### RECORDS SUPPLIED
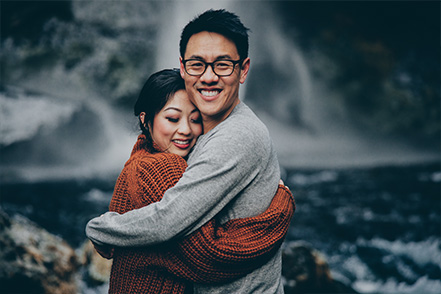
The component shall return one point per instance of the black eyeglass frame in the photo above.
(235, 62)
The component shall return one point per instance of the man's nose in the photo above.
(209, 76)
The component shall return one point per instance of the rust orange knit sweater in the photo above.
(213, 254)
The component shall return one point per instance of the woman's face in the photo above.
(177, 125)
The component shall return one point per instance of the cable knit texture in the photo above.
(213, 254)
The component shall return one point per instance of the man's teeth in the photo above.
(209, 93)
(182, 142)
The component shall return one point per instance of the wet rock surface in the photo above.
(33, 260)
(306, 271)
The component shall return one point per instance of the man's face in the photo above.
(215, 96)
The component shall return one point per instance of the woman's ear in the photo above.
(142, 117)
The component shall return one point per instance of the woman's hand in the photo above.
(104, 250)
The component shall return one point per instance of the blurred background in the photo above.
(350, 92)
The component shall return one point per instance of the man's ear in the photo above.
(244, 70)
(181, 67)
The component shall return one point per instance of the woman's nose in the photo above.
(184, 128)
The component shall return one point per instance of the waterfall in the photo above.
(90, 70)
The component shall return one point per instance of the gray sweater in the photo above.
(232, 172)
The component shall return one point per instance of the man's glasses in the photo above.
(222, 68)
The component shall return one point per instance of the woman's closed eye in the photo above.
(172, 119)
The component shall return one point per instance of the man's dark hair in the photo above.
(217, 21)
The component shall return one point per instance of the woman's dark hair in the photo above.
(155, 93)
(217, 21)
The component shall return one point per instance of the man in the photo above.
(232, 172)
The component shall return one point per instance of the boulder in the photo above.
(305, 271)
(34, 261)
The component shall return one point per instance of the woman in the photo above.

### PROBLEM TO WORK ON
Word for word, restate the line that contains "woman's dark hair in the photo above." and each line after it, up to and including the last line of the listing; include nothing else.

### RESULT OF THE TASK
The component shall return one point per instance of the woman's dark hair in the photo above.
(155, 93)
(217, 21)
The component shall return one point per instance of the man in the photo above.
(232, 172)
The component shall return one point per instance of the boulder in the photo above.
(305, 271)
(34, 261)
The component shall return one point per instance of the woman in the photo above.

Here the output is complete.